» EXERCISE GOAL
Copy whichever lines of the data hold the word "white".

» EXTRACTED RECORDS
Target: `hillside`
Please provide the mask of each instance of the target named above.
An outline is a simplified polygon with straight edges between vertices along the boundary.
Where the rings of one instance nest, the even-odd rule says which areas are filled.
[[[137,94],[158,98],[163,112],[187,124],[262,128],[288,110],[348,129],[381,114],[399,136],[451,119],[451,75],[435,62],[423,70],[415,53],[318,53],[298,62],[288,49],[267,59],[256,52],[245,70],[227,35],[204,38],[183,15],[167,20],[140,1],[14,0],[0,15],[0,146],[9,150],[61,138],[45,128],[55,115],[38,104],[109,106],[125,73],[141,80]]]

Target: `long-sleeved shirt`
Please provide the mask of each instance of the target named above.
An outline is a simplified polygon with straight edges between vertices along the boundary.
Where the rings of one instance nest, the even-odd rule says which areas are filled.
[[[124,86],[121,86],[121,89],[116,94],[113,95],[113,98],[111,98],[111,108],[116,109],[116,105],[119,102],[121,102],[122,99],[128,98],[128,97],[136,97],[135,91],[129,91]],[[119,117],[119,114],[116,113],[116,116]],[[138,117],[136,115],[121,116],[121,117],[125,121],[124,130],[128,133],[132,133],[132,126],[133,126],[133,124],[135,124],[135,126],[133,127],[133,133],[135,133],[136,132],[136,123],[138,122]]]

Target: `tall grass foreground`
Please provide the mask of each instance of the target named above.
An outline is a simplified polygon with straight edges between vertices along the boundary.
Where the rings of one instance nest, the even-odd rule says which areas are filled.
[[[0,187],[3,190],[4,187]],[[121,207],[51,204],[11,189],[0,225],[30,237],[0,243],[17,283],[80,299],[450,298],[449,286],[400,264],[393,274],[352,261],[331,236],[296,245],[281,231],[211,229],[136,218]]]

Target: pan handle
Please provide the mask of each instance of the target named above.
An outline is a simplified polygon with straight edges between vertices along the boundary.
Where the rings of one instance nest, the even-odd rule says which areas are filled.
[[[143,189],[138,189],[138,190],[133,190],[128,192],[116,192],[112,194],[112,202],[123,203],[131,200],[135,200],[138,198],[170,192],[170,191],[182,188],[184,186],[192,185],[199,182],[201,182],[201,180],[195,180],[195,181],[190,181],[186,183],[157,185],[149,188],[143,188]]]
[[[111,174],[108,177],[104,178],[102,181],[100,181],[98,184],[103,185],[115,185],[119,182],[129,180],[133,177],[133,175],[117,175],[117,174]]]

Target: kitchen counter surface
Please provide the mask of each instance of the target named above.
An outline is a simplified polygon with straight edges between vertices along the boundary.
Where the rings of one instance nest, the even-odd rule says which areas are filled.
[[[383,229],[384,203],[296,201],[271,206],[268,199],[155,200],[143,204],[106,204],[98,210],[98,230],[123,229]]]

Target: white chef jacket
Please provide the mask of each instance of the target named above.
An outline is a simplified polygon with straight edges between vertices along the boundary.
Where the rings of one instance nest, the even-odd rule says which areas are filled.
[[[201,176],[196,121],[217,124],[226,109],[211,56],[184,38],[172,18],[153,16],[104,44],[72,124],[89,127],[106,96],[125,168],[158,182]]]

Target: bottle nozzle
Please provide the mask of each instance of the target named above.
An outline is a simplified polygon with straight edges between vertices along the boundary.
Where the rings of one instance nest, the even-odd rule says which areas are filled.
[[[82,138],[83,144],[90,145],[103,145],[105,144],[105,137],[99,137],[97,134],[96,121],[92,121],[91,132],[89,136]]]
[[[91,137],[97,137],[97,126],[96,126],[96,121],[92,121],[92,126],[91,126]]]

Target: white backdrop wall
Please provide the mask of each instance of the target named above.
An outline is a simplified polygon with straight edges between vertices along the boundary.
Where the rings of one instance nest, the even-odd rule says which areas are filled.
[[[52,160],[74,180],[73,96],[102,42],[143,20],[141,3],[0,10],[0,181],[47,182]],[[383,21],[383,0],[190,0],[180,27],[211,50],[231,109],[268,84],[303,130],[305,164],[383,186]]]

» TASK ANSWER
Target: white chef jacket
Target: white backdrop wall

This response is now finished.